*EXTRACTED ENTRIES:*
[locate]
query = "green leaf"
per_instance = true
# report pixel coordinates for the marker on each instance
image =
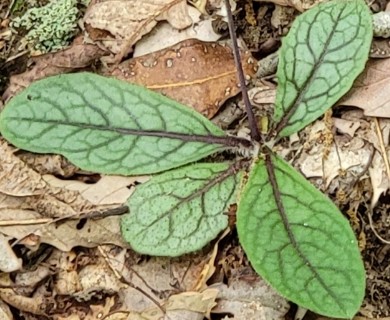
(109, 126)
(324, 51)
(180, 211)
(298, 241)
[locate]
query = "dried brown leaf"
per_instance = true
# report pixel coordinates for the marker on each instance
(249, 299)
(29, 205)
(48, 164)
(64, 236)
(195, 73)
(370, 90)
(79, 55)
(300, 5)
(164, 35)
(128, 21)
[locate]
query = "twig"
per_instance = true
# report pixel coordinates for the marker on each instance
(255, 134)
(383, 148)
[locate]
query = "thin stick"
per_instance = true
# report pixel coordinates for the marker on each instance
(382, 145)
(255, 134)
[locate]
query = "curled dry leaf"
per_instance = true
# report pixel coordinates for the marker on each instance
(211, 82)
(28, 205)
(249, 299)
(164, 35)
(370, 90)
(78, 56)
(300, 5)
(9, 262)
(127, 21)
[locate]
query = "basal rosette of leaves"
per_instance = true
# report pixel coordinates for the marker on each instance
(293, 235)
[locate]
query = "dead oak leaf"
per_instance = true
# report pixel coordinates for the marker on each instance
(198, 74)
(128, 21)
(370, 90)
(79, 55)
(64, 236)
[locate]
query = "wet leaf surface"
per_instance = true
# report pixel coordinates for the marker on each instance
(298, 240)
(109, 126)
(182, 210)
(323, 53)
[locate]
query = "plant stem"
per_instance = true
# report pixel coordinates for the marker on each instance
(255, 134)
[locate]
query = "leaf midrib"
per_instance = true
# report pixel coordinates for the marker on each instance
(278, 201)
(301, 94)
(226, 141)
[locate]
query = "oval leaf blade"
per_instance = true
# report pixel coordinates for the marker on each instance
(298, 240)
(182, 210)
(109, 126)
(324, 51)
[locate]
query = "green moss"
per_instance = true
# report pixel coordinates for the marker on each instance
(51, 27)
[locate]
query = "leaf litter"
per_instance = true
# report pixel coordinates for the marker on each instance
(354, 138)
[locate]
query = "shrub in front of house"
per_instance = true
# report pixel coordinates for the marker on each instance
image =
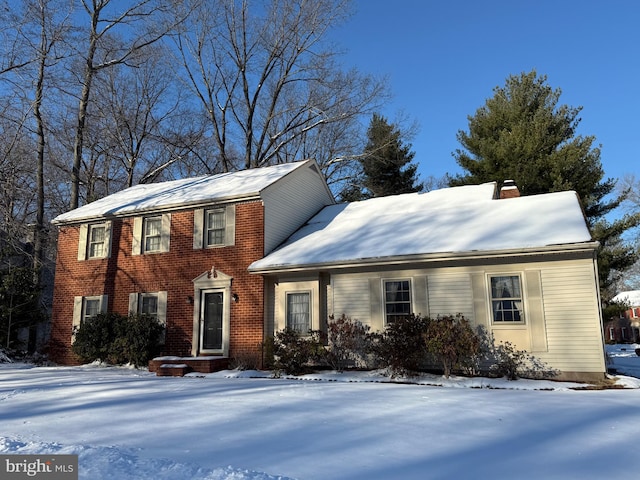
(118, 339)
(506, 360)
(295, 354)
(452, 341)
(401, 347)
(348, 342)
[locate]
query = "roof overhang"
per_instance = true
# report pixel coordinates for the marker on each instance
(163, 208)
(584, 248)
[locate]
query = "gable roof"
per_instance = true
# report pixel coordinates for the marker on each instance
(190, 191)
(632, 297)
(449, 221)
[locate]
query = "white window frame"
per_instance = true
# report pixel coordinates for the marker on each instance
(217, 231)
(139, 239)
(513, 299)
(200, 228)
(309, 311)
(386, 302)
(285, 287)
(79, 309)
(84, 243)
(148, 237)
(136, 303)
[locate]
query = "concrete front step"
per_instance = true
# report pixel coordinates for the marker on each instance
(179, 366)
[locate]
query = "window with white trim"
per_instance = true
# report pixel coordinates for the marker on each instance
(148, 304)
(506, 299)
(94, 241)
(397, 299)
(152, 303)
(152, 234)
(214, 227)
(299, 311)
(86, 308)
(97, 239)
(90, 308)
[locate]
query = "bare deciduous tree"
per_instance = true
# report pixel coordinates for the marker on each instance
(142, 24)
(268, 81)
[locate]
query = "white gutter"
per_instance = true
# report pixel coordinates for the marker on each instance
(586, 247)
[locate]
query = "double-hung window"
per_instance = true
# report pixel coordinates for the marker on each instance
(90, 308)
(87, 308)
(397, 299)
(95, 241)
(216, 227)
(152, 304)
(299, 312)
(506, 299)
(152, 232)
(149, 304)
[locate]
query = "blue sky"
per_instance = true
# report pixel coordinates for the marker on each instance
(443, 59)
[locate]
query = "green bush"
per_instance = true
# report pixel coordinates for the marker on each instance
(454, 343)
(117, 339)
(348, 341)
(401, 347)
(293, 353)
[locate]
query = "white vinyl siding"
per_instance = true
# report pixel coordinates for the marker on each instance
(397, 299)
(294, 291)
(570, 311)
(298, 314)
(202, 233)
(507, 305)
(94, 241)
(449, 295)
(147, 239)
(283, 211)
(352, 297)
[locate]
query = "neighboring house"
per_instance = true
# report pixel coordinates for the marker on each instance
(626, 328)
(522, 267)
(180, 250)
(227, 260)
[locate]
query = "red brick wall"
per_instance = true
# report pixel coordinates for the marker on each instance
(174, 271)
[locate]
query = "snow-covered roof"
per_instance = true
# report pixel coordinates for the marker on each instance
(631, 297)
(190, 191)
(451, 220)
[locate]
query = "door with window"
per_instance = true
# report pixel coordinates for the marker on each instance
(212, 315)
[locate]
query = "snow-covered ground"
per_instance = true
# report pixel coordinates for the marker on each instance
(129, 424)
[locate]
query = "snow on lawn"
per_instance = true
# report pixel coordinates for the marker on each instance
(130, 424)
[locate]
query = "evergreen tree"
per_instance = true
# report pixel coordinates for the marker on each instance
(523, 133)
(386, 163)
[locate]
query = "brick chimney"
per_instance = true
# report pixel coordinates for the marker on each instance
(509, 190)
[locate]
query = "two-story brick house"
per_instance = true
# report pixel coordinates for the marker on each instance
(180, 250)
(225, 261)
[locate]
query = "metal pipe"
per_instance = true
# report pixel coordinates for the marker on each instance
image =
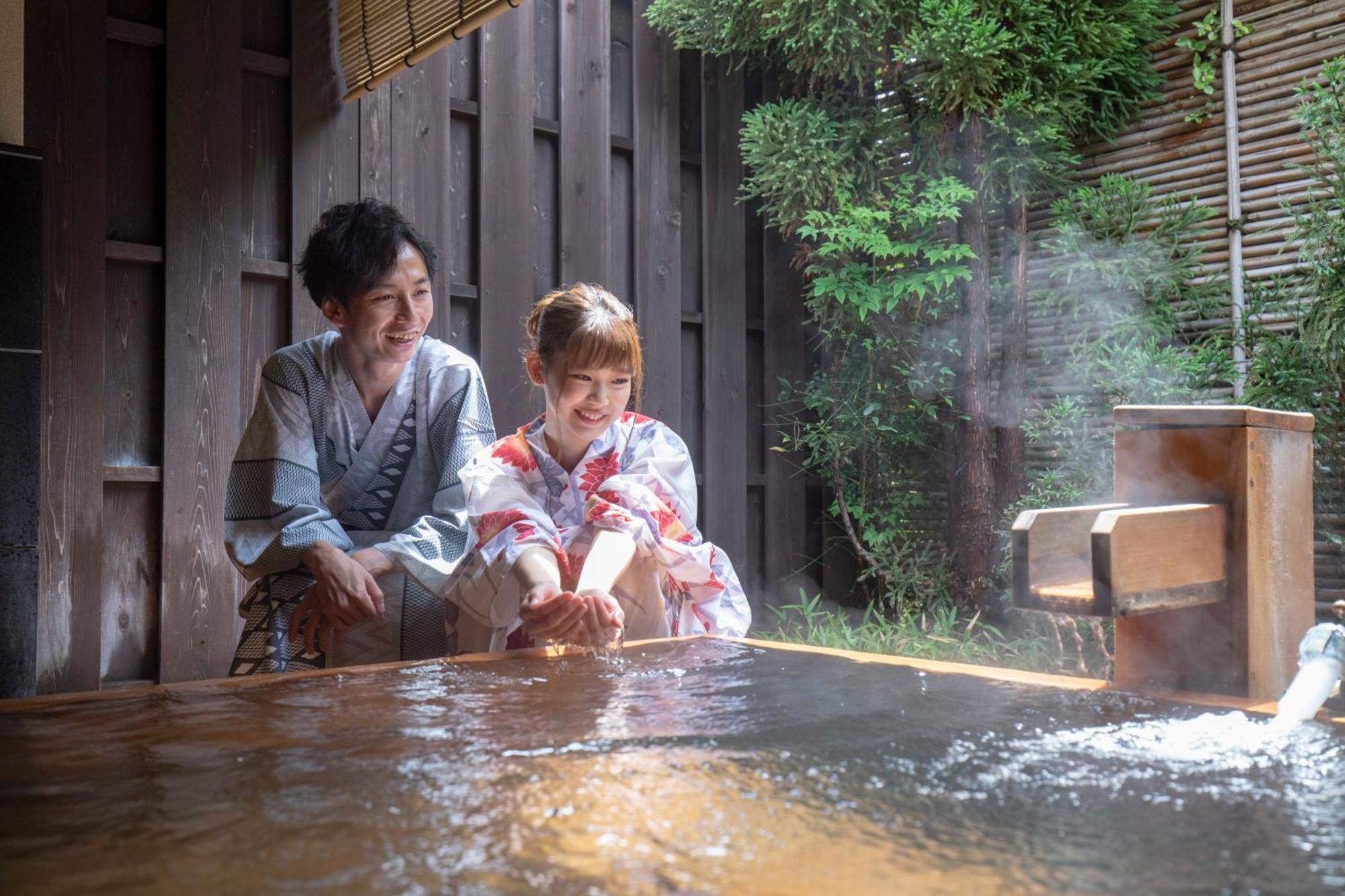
(1235, 194)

*WHAT YOU SHOULD DO:* Return the material word for word. Pictures are not part of the copy.

*OUTPUT FOR THIS TASK:*
[locate]
query = "green leaf"
per_instance = true
# report pixel coordinates for the marker on each instance
image =
(109, 126)
(324, 51)
(180, 211)
(298, 241)
[locate]
query = "dried brown leaf"
per_instance = true
# report pixel coordinates for the marker on each instance
(249, 299)
(29, 205)
(48, 164)
(64, 236)
(195, 73)
(370, 90)
(79, 55)
(300, 5)
(164, 35)
(128, 21)
[locate]
query = "twig"
per_instance = true
# report pixel coordinates for the marker on each instance
(255, 134)
(383, 148)
[locate]
query = "thin stick"
per_instance = true
# report pixel coordinates for the marker on each instance
(382, 145)
(255, 134)
[locate]
query = "curled dry leaf"
per_instance = true
# report pixel coordinates for the marker on each instance
(211, 82)
(28, 205)
(249, 299)
(164, 35)
(370, 90)
(78, 56)
(300, 5)
(9, 262)
(127, 21)
[locate]
query = "basal rosette of leaves"
per_instance = true
# report pixel coordinates for the marker on each instance
(293, 235)
[locate]
query = "dead oak leaf"
per_instance = true
# report pixel coordinates for the marker on each instance
(198, 74)
(128, 21)
(370, 90)
(79, 55)
(64, 236)
[locate]
query = "wet leaf surface"
per_instance = true
# report pixel coordinates for the marker on each instance
(298, 240)
(109, 126)
(182, 210)
(323, 53)
[locate]
query = "plant stem"
per_instance = true
# report pixel coordinates for the marker on each instance
(255, 134)
[locate]
query = "leaf midrib"
per_instance = true
# report pixel coordinates for the marker on each instance
(278, 201)
(301, 94)
(226, 141)
[locate]
query = "oval leaf blade"
per_instance = true
# report pixel coordinates for the marker on each instance
(298, 240)
(182, 210)
(109, 126)
(324, 51)
[locate]
query = "green moss"
per_instance = true
# report pixel coordinates for the marker on each instance
(51, 27)
[locate]
query = "leaf litter"
per_instance = true
# report pixel coordinates for the marker on each instance
(354, 138)
[locate]
query = "shrub in front of house"
per_instance = true
# report pixel coordinates for the marker on each instance
image =
(118, 339)
(506, 360)
(295, 354)
(452, 341)
(401, 347)
(348, 342)
[locate]
query = "roof overhang"
per_instance = true
# report pixel coordinates for the marker on each instance
(163, 208)
(584, 248)
[locate]
query = "gable roof"
per_instance = true
# report pixel coordinates for the marker on each instance
(190, 191)
(632, 297)
(449, 221)
[locate]
query = "white window frame"
per_instance = true
# report pixel coordinates for the marker on each instance
(217, 231)
(139, 239)
(513, 299)
(200, 228)
(309, 311)
(386, 302)
(285, 287)
(79, 309)
(84, 243)
(148, 237)
(136, 303)
[locate]
query = "concrete front step"
per_instance = true
# report pixel coordinates for the marker on each instance
(179, 366)
[locate]
query = "window with white trim"
per_instance = true
# report pixel coordinates for the marker on each instance
(148, 304)
(506, 299)
(94, 241)
(397, 299)
(152, 303)
(152, 234)
(214, 227)
(299, 311)
(86, 308)
(97, 239)
(90, 308)
[locate]
query = "bare deciduous tree"
per_instance = true
# report pixel coordinates for the marker on each instance
(142, 24)
(268, 81)
[locate]
query = "white gutter"
per_instance = true
# report pixel coordinates for the marker on each instance
(586, 247)
[locate]
query = "double-hung window"
per_instance = true
# report pixel coordinates for the marker on each instance
(90, 308)
(87, 308)
(397, 299)
(95, 241)
(216, 227)
(152, 304)
(299, 312)
(506, 299)
(152, 232)
(149, 304)
[locate]
query = "blue sky"
per_instance = true
# report pixel coordinates for the marker on each instance
(443, 59)
[locate]
query = "green bush"
per_instance = true
# report pixel coordinates for the marker on each instance
(454, 343)
(117, 339)
(348, 341)
(401, 347)
(293, 353)
[locate]
query = "white vinyl siding"
per_instance = true
# report pixel coordinates for the marker on each instance
(397, 299)
(294, 291)
(570, 311)
(298, 314)
(202, 233)
(507, 305)
(94, 241)
(449, 295)
(147, 239)
(283, 211)
(352, 297)
[locate]
query = "neighboring house"
per_instance = true
# report pixel coordinates for the marker on each instance
(626, 328)
(522, 267)
(180, 250)
(227, 260)
[locate]
query = "red brick wall"
per_instance = true
# report pixel coordinates for the marker on each instance
(174, 271)
[locate]
query = "snow-covered roof"
per_instance = true
# report pixel coordinates for the marker on each instance
(631, 297)
(190, 191)
(451, 220)
[locate]
query = "door with window"
per_instance = true
# report pixel coordinates for the marker on each instance
(212, 315)
[locate]
query = "snow-covered ground"
per_instance = true
# report pixel coordinates for the marker on each instance
(129, 424)
[locate]
query = "snow on lawn"
per_instance = true
# report pixel coordinates for the marker on each instance
(130, 424)
[locate]
query = "evergreen tree"
per_instance = true
# report pixel coordinates for the marker on each instance
(523, 133)
(386, 163)
[locate]
query = "brick chimney"
per_instance = true
# report pixel coordinates for the marker on each instance
(509, 190)
[locate]
query = "two-story brick house"
per_instance = true
# report pixel coordinates for the marker on each instance
(180, 250)
(225, 261)
[locate]
query = "metal pipe"
per_instance = true
# report pixel coordinates for the marker on each instance
image =
(1235, 194)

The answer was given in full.